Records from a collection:
============================================================

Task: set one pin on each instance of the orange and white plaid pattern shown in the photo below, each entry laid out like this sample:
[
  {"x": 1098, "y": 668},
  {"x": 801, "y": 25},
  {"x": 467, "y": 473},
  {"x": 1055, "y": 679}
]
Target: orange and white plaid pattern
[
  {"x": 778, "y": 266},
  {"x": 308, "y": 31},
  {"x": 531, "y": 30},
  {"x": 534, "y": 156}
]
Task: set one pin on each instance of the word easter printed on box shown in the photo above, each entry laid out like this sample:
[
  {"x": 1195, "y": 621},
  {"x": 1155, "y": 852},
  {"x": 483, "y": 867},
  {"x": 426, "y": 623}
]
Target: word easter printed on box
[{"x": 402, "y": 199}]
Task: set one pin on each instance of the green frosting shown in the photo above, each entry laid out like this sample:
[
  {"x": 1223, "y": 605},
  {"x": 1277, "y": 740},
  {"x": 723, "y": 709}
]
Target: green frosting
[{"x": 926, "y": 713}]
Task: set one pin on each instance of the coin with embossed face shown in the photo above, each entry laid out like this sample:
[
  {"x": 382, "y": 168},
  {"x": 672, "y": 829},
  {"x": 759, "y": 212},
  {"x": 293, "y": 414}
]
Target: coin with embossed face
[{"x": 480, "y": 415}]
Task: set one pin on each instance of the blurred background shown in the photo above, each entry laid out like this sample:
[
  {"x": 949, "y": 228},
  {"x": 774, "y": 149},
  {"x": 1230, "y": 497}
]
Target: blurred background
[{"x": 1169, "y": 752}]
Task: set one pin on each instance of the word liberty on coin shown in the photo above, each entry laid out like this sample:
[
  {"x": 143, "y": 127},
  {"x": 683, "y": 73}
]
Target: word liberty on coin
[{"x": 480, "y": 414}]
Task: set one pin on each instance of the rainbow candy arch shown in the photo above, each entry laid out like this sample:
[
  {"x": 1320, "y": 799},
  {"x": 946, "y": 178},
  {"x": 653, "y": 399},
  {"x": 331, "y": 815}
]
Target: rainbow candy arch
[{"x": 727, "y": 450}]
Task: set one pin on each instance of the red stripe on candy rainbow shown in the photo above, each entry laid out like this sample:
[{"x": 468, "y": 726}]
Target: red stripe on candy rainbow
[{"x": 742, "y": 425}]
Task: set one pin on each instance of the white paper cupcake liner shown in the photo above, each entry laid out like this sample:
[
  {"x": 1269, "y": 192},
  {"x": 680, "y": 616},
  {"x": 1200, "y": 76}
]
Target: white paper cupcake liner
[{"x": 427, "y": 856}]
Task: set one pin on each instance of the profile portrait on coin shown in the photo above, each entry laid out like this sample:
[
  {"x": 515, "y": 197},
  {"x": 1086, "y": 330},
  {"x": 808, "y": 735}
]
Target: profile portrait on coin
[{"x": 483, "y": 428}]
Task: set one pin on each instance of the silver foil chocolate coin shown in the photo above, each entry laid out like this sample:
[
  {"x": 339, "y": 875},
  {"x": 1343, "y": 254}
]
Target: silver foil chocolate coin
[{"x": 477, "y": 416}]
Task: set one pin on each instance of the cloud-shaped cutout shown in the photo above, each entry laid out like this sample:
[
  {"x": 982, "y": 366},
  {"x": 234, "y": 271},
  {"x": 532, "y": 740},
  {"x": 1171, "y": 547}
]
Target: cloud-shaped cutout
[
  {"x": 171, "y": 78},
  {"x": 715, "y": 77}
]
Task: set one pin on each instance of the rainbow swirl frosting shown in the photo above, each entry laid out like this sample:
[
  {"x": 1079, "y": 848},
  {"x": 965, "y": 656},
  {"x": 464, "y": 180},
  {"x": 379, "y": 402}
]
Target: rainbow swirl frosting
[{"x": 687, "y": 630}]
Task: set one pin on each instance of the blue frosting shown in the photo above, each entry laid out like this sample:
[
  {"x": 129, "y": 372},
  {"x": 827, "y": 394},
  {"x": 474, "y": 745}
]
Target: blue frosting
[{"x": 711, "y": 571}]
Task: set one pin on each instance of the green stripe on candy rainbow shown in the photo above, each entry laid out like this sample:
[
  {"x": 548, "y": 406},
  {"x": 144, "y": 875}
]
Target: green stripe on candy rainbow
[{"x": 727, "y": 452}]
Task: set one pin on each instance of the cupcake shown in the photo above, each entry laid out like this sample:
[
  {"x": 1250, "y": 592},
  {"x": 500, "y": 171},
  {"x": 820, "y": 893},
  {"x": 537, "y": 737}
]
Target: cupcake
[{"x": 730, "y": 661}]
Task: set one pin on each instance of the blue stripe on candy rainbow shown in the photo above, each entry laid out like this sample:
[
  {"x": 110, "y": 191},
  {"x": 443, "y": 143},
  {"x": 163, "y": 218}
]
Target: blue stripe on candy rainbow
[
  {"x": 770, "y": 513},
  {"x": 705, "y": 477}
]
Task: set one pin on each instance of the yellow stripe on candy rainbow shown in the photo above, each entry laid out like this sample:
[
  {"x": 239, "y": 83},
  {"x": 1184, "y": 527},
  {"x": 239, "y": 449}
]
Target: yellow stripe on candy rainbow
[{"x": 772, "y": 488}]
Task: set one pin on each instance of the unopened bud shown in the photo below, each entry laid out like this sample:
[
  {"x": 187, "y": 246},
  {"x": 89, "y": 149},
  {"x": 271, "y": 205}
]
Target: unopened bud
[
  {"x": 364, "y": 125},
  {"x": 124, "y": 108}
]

============================================================

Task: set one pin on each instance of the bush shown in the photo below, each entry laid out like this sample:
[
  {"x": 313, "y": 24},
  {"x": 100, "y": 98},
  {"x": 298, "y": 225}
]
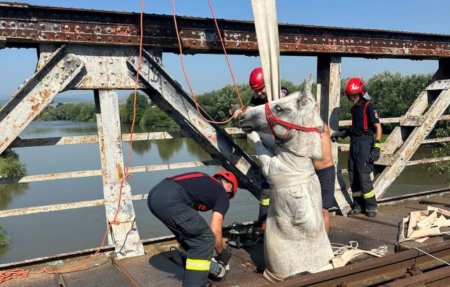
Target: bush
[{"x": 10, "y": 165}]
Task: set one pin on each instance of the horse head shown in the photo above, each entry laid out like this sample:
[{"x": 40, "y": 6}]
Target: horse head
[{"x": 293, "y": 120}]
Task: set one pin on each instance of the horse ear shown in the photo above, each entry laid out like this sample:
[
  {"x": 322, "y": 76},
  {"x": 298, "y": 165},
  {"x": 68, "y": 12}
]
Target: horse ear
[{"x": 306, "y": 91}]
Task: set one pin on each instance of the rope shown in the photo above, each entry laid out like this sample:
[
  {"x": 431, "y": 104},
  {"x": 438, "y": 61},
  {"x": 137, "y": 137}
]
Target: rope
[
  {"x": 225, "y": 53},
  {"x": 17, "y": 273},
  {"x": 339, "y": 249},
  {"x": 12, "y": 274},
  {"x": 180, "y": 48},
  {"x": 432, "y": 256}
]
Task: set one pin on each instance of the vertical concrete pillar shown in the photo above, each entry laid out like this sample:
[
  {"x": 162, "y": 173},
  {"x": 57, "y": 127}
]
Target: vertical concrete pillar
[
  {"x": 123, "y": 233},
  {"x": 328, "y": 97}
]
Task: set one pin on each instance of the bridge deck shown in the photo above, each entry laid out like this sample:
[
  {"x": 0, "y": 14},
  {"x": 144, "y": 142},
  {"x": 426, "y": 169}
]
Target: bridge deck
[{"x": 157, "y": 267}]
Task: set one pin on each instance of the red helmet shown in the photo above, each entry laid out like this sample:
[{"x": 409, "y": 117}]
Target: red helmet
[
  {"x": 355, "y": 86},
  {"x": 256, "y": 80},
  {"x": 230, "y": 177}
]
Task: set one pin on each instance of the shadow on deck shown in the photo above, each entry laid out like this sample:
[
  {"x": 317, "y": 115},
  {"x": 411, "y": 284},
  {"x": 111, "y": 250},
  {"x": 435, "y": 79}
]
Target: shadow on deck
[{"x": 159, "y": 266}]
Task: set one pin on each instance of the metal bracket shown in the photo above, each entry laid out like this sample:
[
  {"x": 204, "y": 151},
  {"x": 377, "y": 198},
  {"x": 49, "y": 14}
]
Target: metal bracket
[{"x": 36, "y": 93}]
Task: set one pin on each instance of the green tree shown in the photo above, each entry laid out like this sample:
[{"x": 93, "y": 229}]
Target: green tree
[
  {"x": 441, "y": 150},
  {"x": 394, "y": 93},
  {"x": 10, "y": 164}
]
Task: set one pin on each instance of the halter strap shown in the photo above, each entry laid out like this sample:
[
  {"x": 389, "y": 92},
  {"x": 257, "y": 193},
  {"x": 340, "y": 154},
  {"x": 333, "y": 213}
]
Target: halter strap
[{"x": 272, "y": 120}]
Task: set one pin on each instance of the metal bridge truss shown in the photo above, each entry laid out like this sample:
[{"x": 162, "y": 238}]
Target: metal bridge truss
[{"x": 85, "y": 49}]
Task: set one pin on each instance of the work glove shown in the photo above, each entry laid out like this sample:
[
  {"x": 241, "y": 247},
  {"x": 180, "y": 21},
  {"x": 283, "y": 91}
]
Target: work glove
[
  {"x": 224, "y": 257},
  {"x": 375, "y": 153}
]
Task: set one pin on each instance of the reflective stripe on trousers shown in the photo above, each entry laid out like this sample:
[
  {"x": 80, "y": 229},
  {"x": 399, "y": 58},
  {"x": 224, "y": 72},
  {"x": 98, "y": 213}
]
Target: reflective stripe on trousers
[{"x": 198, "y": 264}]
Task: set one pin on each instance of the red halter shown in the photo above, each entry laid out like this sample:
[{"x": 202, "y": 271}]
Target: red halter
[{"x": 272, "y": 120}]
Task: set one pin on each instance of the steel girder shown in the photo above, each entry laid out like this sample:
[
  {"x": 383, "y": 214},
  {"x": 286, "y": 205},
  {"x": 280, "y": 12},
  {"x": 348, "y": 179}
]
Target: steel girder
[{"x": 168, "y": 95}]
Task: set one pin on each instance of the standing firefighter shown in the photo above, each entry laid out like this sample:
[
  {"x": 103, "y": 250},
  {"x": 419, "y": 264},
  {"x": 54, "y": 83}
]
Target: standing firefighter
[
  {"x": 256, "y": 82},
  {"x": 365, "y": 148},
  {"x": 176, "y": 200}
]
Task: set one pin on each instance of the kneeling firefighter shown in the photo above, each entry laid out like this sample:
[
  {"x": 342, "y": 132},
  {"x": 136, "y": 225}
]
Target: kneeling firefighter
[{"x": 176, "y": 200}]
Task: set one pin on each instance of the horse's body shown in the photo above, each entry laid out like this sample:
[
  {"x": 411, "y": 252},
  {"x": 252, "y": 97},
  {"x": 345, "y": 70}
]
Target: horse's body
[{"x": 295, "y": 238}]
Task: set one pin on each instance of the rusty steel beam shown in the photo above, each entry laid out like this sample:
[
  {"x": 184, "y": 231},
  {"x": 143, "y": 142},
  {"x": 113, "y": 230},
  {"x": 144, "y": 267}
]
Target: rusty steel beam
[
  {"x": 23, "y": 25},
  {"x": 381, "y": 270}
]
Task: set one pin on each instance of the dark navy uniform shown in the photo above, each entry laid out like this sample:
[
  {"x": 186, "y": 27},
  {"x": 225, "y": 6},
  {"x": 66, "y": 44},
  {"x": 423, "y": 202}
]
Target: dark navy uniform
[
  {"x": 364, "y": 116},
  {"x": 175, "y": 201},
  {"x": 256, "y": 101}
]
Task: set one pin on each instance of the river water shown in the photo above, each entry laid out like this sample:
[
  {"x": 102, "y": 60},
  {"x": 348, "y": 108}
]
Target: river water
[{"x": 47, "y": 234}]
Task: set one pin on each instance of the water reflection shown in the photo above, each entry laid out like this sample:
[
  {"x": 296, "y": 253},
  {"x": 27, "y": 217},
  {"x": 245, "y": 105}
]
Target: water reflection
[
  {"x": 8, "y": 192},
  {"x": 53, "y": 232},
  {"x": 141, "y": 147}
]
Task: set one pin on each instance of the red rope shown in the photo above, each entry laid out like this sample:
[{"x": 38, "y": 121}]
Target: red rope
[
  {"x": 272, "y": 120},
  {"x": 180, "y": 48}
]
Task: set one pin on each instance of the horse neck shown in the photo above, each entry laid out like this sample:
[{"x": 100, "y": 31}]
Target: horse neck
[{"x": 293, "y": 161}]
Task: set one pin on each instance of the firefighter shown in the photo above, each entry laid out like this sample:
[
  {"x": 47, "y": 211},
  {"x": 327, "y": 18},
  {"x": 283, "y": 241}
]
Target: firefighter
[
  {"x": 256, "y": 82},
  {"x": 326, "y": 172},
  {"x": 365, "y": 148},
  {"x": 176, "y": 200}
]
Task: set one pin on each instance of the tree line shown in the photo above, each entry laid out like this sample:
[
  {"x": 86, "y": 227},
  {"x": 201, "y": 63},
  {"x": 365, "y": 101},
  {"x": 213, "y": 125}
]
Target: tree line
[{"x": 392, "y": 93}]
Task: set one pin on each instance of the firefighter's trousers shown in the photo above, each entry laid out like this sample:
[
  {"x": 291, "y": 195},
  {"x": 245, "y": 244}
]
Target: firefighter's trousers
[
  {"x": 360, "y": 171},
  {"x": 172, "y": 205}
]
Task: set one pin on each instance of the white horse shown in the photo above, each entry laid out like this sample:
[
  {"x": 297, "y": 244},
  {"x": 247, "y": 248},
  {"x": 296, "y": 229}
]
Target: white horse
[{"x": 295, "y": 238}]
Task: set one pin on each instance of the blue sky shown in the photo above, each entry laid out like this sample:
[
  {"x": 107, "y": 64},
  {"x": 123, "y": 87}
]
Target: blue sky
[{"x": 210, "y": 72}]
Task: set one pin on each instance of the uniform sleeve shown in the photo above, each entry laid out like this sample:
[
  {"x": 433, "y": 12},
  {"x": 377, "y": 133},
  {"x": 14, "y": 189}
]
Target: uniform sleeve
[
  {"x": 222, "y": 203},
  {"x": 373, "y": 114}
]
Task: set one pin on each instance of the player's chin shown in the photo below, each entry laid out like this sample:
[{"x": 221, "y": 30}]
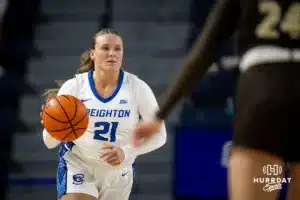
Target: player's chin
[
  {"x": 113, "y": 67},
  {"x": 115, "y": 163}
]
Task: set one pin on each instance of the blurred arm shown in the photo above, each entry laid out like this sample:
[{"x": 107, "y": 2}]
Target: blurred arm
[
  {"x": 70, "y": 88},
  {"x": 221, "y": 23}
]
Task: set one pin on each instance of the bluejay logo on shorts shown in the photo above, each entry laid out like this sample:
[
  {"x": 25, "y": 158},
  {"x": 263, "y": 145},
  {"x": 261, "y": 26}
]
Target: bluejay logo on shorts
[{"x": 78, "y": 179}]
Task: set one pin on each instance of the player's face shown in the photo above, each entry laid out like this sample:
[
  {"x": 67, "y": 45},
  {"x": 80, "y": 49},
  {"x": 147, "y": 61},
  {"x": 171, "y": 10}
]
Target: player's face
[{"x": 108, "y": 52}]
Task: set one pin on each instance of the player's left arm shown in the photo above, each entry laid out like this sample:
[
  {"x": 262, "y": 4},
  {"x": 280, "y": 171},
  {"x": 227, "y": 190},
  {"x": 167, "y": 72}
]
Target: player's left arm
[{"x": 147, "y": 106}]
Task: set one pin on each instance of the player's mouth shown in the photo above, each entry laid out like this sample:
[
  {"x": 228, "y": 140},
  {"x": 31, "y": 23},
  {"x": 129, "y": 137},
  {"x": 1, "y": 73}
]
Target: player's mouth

============================================================

## WHAT YOU NEED TO DO
Line count for the string "mouth": tally the lines of the records above that contain it and give only the result.

## RESULT BELOW
2